Collected data entries
☆ ☆ ☆
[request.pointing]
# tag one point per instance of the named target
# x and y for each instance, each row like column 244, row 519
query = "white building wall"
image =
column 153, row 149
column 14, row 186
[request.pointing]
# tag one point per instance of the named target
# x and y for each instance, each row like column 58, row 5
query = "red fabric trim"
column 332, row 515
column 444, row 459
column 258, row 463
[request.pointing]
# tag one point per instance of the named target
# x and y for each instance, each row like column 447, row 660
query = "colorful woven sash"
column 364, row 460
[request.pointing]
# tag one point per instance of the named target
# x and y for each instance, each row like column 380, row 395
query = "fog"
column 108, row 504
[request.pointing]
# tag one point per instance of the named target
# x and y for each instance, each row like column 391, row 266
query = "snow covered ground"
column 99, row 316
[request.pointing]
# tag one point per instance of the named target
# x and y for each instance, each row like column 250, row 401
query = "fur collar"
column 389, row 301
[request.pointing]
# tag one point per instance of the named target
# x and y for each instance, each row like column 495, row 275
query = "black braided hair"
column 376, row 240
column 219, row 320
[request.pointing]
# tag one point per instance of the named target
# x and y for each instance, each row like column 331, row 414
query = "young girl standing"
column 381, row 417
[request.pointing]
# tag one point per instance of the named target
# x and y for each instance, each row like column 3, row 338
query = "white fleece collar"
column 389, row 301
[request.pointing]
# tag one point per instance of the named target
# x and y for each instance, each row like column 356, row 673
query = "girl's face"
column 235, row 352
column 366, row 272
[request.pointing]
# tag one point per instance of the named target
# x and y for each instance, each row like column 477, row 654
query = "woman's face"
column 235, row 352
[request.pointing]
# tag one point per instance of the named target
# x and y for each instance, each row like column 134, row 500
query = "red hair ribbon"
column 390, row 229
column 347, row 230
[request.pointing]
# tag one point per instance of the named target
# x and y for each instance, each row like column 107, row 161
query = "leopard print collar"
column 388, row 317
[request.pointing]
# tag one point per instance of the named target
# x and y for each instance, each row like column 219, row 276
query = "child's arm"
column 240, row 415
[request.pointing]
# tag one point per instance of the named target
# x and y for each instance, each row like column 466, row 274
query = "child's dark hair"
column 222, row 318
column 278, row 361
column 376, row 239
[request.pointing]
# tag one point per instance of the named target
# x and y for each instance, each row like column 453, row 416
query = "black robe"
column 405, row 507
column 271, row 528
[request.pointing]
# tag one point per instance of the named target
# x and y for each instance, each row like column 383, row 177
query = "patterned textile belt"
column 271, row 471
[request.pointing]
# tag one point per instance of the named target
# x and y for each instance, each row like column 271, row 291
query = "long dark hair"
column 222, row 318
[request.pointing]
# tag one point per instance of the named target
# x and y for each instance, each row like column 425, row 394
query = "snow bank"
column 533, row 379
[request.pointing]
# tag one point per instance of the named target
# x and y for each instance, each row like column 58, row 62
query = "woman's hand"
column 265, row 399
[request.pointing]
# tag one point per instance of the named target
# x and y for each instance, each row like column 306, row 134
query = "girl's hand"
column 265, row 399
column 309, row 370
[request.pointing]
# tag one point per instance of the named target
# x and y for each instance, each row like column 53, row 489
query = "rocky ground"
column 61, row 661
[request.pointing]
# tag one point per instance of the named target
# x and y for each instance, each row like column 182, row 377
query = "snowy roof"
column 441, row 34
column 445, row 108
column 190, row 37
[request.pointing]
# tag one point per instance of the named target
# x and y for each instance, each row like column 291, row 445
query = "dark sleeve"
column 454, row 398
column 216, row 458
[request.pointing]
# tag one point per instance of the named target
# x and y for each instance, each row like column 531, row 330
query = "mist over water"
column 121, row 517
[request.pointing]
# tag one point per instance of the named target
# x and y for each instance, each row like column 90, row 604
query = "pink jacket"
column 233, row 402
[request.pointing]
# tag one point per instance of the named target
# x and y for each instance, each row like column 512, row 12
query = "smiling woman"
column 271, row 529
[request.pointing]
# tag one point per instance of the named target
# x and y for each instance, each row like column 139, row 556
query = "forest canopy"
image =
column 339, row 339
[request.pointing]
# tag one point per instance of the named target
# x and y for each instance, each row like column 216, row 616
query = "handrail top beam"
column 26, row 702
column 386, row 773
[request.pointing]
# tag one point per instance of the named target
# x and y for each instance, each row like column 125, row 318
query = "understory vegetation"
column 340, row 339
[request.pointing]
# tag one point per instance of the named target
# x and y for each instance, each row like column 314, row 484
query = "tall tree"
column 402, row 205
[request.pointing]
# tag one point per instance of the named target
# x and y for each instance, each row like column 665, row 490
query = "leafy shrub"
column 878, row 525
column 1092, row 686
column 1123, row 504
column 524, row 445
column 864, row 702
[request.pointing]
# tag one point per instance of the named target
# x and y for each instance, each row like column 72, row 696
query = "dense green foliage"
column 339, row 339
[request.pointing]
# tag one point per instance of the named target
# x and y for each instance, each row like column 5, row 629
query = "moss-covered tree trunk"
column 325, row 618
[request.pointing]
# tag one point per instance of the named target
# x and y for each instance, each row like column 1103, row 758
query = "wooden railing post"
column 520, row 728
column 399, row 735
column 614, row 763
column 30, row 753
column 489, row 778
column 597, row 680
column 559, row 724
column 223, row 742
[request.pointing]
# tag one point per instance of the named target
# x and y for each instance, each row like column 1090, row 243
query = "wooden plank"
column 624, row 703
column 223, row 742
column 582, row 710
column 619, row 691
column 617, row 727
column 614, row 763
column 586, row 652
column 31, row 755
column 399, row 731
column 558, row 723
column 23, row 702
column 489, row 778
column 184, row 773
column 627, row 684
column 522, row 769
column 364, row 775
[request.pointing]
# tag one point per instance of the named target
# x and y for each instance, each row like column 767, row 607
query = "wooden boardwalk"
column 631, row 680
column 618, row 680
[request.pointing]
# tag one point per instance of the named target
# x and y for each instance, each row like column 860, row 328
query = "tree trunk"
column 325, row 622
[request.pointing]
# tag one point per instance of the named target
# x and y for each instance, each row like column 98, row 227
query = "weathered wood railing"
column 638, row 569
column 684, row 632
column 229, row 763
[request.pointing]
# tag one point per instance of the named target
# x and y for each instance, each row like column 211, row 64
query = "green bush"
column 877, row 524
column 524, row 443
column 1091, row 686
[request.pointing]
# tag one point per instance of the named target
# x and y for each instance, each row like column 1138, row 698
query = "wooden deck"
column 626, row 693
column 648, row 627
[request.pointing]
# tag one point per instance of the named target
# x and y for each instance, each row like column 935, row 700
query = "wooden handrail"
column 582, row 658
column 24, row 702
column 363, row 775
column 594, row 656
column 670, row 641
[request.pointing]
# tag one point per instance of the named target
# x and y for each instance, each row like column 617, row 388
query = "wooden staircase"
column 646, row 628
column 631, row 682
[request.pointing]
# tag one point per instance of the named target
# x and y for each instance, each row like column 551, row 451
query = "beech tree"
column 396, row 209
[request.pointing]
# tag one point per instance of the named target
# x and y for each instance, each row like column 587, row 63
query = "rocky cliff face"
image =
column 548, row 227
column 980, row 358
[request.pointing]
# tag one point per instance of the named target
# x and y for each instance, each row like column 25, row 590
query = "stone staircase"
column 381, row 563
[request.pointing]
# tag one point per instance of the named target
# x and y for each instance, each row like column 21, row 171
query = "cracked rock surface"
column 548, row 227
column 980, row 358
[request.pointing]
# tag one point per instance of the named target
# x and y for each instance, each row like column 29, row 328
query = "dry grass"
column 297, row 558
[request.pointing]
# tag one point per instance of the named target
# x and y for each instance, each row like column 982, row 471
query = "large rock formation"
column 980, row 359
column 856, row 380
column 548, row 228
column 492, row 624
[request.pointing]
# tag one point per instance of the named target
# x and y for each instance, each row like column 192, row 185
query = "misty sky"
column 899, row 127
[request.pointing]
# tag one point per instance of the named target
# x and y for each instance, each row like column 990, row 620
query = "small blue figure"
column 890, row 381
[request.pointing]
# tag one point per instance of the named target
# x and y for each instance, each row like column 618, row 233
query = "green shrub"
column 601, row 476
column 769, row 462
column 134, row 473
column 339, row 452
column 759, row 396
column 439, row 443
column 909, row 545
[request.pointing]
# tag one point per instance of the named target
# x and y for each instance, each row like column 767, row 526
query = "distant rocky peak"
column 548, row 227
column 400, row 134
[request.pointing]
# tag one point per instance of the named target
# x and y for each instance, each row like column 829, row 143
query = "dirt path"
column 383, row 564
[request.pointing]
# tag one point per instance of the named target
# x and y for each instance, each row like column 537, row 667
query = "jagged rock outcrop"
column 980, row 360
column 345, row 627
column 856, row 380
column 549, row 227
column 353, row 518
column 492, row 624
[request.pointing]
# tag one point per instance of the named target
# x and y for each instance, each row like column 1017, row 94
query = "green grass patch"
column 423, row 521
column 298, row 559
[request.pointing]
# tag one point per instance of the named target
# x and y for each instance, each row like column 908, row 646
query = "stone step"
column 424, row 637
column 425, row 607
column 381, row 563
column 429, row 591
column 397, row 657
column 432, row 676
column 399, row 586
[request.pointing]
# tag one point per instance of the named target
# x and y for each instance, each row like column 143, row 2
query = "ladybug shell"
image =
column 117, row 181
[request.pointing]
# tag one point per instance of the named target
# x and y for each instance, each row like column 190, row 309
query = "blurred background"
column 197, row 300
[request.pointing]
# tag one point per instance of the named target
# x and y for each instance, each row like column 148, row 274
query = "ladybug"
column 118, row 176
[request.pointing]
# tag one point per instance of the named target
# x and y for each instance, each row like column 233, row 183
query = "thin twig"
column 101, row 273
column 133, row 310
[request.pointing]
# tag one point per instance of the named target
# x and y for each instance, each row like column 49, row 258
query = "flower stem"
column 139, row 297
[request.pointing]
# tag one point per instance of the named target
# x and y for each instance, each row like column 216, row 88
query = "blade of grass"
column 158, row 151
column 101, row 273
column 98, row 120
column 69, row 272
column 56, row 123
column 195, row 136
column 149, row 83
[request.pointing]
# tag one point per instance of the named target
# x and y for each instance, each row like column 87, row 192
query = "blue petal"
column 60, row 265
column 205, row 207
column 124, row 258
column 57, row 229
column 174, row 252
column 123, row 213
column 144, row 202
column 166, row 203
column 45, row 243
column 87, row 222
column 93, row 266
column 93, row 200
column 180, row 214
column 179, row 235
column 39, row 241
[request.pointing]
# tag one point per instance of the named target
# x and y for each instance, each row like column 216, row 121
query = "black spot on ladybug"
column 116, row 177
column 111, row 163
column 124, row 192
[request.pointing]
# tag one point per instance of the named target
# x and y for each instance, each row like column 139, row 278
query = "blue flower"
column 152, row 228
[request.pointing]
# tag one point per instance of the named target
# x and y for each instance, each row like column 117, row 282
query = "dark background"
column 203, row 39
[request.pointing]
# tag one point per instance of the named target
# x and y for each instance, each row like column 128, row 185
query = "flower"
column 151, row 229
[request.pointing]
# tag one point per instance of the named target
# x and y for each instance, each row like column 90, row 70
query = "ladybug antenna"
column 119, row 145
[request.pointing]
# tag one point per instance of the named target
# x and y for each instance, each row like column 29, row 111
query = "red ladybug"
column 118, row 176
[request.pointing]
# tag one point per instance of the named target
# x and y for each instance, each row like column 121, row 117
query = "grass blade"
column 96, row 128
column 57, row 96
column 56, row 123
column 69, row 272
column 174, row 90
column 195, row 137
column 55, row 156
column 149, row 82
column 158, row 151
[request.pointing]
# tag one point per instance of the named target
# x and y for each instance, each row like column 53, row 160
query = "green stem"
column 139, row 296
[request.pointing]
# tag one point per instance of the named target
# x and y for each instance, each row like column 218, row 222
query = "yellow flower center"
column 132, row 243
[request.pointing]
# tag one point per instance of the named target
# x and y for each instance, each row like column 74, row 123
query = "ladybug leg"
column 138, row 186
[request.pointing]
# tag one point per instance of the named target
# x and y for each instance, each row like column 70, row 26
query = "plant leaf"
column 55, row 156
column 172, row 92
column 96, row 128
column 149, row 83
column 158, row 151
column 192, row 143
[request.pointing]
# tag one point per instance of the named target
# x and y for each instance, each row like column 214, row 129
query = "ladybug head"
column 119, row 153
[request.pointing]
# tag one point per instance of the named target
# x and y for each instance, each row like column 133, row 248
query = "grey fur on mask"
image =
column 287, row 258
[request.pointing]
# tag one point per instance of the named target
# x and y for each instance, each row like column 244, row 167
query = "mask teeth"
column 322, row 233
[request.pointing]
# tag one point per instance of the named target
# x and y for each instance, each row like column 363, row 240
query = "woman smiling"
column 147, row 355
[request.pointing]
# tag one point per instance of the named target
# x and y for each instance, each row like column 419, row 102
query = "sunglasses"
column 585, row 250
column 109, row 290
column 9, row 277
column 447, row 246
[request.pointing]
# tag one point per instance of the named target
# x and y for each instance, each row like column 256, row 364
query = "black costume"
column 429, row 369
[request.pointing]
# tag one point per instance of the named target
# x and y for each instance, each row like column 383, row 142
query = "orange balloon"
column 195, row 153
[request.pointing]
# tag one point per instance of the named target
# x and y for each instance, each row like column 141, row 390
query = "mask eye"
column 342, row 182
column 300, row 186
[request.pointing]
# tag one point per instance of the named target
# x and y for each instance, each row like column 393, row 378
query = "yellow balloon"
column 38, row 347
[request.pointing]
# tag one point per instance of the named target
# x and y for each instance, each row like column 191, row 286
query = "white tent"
☆ ☆ ☆
- _What is required_
Print the opening lines of the items without any change, beginning with the very first line and ending with the line that contains "column 14, row 186".

- _Task solution_
[request.pointing]
# tag one point per instance of the named target
# x and y for each instance, each row like column 244, row 519
query = "white building wall"
image =
column 153, row 149
column 14, row 186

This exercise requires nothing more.